= Beginning of Section =

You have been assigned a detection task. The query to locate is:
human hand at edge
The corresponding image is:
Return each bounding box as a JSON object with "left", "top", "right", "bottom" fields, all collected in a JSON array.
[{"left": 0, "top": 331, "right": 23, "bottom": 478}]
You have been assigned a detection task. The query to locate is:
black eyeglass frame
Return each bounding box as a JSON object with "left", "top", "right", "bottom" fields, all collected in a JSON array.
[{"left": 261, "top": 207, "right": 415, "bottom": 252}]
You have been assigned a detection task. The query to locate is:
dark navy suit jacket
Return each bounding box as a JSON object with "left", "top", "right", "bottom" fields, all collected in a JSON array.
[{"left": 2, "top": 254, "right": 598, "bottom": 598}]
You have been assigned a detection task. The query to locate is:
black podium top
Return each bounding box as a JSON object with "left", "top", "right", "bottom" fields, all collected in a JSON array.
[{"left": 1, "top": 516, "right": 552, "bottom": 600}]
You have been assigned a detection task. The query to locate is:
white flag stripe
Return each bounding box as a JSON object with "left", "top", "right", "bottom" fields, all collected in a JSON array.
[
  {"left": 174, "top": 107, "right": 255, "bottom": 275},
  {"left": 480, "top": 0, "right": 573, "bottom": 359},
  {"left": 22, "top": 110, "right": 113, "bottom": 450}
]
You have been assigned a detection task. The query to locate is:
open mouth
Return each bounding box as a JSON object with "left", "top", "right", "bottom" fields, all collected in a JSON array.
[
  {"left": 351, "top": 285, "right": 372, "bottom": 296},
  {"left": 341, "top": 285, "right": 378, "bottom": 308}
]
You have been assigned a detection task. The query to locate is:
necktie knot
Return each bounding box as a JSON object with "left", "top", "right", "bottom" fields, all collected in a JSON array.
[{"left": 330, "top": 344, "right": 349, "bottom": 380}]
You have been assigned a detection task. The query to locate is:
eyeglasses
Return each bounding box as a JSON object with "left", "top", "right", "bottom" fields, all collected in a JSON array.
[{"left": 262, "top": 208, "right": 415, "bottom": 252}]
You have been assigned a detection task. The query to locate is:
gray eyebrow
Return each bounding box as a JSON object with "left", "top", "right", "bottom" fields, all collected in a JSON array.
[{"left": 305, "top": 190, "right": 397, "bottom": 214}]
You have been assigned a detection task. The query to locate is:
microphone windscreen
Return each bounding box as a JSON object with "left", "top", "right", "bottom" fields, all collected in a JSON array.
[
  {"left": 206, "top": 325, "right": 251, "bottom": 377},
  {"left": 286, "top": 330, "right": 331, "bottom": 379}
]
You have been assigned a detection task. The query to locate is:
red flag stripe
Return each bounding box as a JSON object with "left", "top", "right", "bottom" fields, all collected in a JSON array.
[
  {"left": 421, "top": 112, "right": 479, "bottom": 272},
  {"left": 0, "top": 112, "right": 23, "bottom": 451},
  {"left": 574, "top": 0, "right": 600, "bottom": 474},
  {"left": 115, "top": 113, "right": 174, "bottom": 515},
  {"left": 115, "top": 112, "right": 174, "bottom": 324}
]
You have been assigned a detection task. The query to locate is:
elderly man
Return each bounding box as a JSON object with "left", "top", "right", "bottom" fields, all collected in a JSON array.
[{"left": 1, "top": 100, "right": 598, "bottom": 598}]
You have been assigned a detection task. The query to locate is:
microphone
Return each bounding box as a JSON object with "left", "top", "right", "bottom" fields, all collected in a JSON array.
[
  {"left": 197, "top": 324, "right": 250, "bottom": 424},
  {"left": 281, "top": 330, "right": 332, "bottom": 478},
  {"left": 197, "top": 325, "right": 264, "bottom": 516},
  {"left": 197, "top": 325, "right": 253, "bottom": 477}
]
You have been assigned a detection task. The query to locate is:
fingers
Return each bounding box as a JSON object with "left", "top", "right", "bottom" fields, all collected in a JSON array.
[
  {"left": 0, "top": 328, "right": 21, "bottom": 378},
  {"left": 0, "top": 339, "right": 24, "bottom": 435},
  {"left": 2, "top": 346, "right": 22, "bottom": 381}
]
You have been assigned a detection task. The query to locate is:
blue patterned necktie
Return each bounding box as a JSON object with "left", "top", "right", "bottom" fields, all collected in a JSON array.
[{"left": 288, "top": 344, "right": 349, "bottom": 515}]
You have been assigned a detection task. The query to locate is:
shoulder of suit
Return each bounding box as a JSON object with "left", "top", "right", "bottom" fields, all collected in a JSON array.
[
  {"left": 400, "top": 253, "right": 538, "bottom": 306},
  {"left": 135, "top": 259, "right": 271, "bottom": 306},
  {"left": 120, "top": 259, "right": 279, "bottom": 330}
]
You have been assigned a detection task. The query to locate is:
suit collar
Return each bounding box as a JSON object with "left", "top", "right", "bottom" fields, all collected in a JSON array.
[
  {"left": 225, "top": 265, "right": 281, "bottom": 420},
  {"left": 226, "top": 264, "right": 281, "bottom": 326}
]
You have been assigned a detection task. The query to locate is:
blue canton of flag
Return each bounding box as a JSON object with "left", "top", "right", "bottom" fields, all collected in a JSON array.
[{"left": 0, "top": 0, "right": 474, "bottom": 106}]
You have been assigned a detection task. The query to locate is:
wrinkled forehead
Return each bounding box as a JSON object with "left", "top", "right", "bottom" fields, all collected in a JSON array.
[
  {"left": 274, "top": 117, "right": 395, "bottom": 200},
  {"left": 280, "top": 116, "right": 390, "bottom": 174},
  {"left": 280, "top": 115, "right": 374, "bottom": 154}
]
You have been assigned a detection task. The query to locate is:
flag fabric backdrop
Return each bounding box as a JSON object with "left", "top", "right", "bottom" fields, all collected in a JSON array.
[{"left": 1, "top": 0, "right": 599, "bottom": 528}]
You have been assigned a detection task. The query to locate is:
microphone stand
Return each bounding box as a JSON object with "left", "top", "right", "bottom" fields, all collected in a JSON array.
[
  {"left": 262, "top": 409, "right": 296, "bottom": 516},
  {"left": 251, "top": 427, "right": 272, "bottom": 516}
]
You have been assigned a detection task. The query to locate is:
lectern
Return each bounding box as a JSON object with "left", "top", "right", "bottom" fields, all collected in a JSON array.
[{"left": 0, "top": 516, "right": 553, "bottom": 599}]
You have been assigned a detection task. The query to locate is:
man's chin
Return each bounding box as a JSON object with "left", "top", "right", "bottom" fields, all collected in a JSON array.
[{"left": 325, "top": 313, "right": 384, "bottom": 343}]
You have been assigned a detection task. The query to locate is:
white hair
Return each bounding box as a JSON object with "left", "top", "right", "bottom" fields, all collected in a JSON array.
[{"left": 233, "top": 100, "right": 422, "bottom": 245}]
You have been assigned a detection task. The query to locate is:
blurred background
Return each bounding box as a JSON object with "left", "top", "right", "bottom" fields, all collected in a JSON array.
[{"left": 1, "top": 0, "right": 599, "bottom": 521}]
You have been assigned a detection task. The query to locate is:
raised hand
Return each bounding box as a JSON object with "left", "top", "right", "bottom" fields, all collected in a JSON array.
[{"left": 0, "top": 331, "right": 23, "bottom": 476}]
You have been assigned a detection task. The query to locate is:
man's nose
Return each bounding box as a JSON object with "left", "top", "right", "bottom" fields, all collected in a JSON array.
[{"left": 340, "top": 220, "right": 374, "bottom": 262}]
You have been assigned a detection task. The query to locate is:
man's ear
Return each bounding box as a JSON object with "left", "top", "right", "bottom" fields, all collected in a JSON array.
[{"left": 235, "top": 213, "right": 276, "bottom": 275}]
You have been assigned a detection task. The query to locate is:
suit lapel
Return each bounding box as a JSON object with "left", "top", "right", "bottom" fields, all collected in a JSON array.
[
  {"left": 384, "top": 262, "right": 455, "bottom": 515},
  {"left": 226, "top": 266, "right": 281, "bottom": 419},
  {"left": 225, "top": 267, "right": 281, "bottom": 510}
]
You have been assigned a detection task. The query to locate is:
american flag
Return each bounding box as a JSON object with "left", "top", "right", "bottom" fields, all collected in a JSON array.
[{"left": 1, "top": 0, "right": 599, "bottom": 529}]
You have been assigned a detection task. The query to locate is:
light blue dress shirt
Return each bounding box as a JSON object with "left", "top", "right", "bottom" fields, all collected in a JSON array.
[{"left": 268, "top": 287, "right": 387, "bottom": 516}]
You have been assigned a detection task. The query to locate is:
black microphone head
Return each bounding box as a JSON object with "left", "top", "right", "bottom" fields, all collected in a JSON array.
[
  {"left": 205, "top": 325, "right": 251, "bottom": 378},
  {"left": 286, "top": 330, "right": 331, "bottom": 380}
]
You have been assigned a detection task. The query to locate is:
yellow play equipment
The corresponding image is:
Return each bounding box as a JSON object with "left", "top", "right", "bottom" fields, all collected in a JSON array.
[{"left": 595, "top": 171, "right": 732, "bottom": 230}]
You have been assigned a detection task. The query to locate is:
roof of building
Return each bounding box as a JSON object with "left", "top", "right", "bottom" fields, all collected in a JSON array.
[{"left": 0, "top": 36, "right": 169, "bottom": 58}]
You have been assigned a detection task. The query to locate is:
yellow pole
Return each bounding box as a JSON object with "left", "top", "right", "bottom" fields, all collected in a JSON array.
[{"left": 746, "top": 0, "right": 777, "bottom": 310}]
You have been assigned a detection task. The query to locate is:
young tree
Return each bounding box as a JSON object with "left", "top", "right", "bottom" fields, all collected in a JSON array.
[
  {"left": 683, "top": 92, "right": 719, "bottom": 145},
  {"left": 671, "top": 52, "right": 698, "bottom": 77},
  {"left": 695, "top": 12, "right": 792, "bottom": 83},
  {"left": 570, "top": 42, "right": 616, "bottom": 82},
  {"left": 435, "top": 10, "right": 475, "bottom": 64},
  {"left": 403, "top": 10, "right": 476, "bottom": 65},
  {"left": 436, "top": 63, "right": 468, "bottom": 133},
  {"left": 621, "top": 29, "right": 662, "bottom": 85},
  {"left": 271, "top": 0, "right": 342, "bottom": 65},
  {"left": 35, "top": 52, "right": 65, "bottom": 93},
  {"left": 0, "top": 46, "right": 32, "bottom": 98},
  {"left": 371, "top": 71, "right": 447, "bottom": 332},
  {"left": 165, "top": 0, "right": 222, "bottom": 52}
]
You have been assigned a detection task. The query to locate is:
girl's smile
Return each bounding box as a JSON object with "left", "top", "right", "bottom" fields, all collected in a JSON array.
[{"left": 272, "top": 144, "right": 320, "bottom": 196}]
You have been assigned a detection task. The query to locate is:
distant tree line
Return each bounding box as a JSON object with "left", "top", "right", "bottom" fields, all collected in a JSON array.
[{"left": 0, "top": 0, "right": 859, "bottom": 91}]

= End of Section =

WHAT NEEDS TO BE DONE
All lines from the one with "girl's smile" to the end of the records must be set down exactly. Skip every line before it.

SOLUTION FOR THIS TASK
girl's smile
Return each bounding box as a JSON object with "left", "top", "right", "bottom" fields, all collected in a JSON array.
[{"left": 272, "top": 144, "right": 320, "bottom": 196}]
You have been assigned a detection task. The query to locate is:
distant tree line
Return each bounding box as a JSON object with "left", "top", "right", "bottom" fields, all collected in a JSON array.
[{"left": 0, "top": 0, "right": 859, "bottom": 91}]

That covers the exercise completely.